▶ **Quoted passage**:
— Start —

Let I=\{i_{1},i_{2},\dots,i_{T}\} denote the input sequence of T frames of a sign video, where i_{t}\in\mathbb{R}^{P\times d} represents the P keypoints with d dimensions (x, y, and confidence score used for experimental evaluation) at frame t. The goal of CSLR is to learn a mapping f:I\rightarrow J, where J=\{j_{1},j_{2},\dots,j_{L}\} is the corresponding gloss sequence. So, the input sign video is represented as a tensor

X_{input}\in\mathbb{R}^{d\times T\times P},

Following MSKA[[8](https://arxiv.org/html/2603.16163#bib.bib42 "Mska: multi-stream keypoint attention network for sign language recognition and translation")], we use _four_ input streams: body, left (left arm, left hand, and left eye), right (right arm, right hand, and right eye), and face. These are encoded with separate STARK blocks (described below and illustrated in Figure[1](https://arxiv.org/html/2603.16163#S1.F1 "Figure 1 ‣ 1 Introduction ‣ STARK: Spatio-Temporal Attention for Representation of Keypoints for Continuous Sign Language Recognition")).

### 2.1 Spatio-Temporal Attention for Representation of Keypoints (STARK)

Given a sign video represented as a sequence of keypoints, the input is denoted as X_{input}\in\mathbb{R}^{d\times T\times P}. The goal of the network is to learn a spatio-temporal representation that captures both intra-frame spatial relationships and inter-frame temporal dynamics.

Spatio-Temporal Attention Module The core component of STARK is a unified attention module that learns spatial and temporal dependencies jointly. Given input features X\in\mathbb{R}^{C\times T\times P}, query and key representations are generated using a linear layer:

\displaystyle Q,K=FC(X),

where Q,K are projected in S subspaces with dimensions C^{\prime}, and, as in sign language, recognizing a gloss require aggregation of neighborhood visual information, K, and F is converted to K_{pathches}, and X_{pathches} using a pachify operation that gives temporally sliding patches based on given parameters: kernel size and stride. Next, the temporal attention is computed over local temporal neighborhoods using :

A_{t}=\text{softmax}\left(\frac{\sum_{C^{\prime}}Q\odot K_{pathches}}{C^{\prime}}\right)\times\alpha+\beta,

where C^{\prime} denotes the feature dimension, \odot denotes the Hadamard product, and \alpha,\beta are parameters for global temporal attention projection based on different subspaces and keypoints. This attention captures temporal correlations between consecutive frames, where attention scores are calculated for every keypoint and the same keypoint in consecutive neighborhood frames.

The global spatial attention is computed between keypoints within each frame:

A_{s}=\text{softmax}\left(\sum_{T}\frac{QK^{\top}}{C^{\prime}T}\right)\times\gamma+\delta,

where \gamma,\delta are parameters for global spatial attention projection based on different subspaces and keypoints. This models the relationships between different body joints in different subspaces.

The spatial and temporal attention outputs are aggregated to produce the final feature representation:

X_{a}=\sum_{k}A_{t}X_{patches}-A_{t}[k/2]X+A_{t}[k/2]A_{s}X,

where k is the kernel size.

— End —

▶ **Supplied material**:
— Start —

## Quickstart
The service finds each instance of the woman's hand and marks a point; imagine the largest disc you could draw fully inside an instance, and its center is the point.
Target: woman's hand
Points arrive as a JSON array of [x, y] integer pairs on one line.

— End —

▶ **Stated goal**: Carry the write-up on the STARK keypoint attention network forward from its final sentence.

▶ **Written response**:
The attention mechanism is followed by a concatenation of attention head outputs, a linear projection layer, along with residual connections and a feed-forward layer:

\displaystyle Y\displaystyle=FC(X_{a}),
\displaystyle Y\displaystyle=\sigma\left(FC(X)+Y\right),
\displaystyle Y\displaystyle=FFN(Y),
\displaystyle X_{out}\displaystyle=\sigma\left(FC(X)+Y\right),

where \sigma is the activation function (leaky ReLU used for experimental evaluation).

STARK Block Multiple spatio-temporal attention blocks are stacked to progressively learn higher-level representations. Finally the features are aggregated across keypoints using mean/average pooling over keypoints:

H_{t}=\frac{1}{P}\sum_{p=1}^{P}X^{t,p}_{out}.

As gloss sequences are typically much shorter in length, temporal downsampling is applied using max pooling to obtain compact sequence representations. Let H\in\mathbb{R}^{T\times D} denote the temporal feature sequence, where T is the number of frames and D is the feature dimension. Temporal max pooling is applied along the time dimension to produce

Z=\mathrm{MaxPool}_{t}(H)\in\mathbb{R}^{T^{\prime}\times D},

where T^{\prime}<T. The resulting representation Z encodes the spatio-temporal dynamics of the sign sequence and is used for subsequent sequence modeling and recognition.

### 2.2 Decoder

The outputs (body, left, right, face) from the STARK encoders are concatenated in the following stream for decoding: fuse (body, left, right, face), left (left, face), right (right, face), and body (body). These streams are decoded to glosses using a decoder inspired by MSKA[[8](https://arxiv.org/html/2603.16163#bib.bib42 "Mska: multi-stream keypoint attention network for sign language recognition and translation")], which comprises a linear projection, temporal positional encoding, batch normalization, and a feedforward layer with a residual connection.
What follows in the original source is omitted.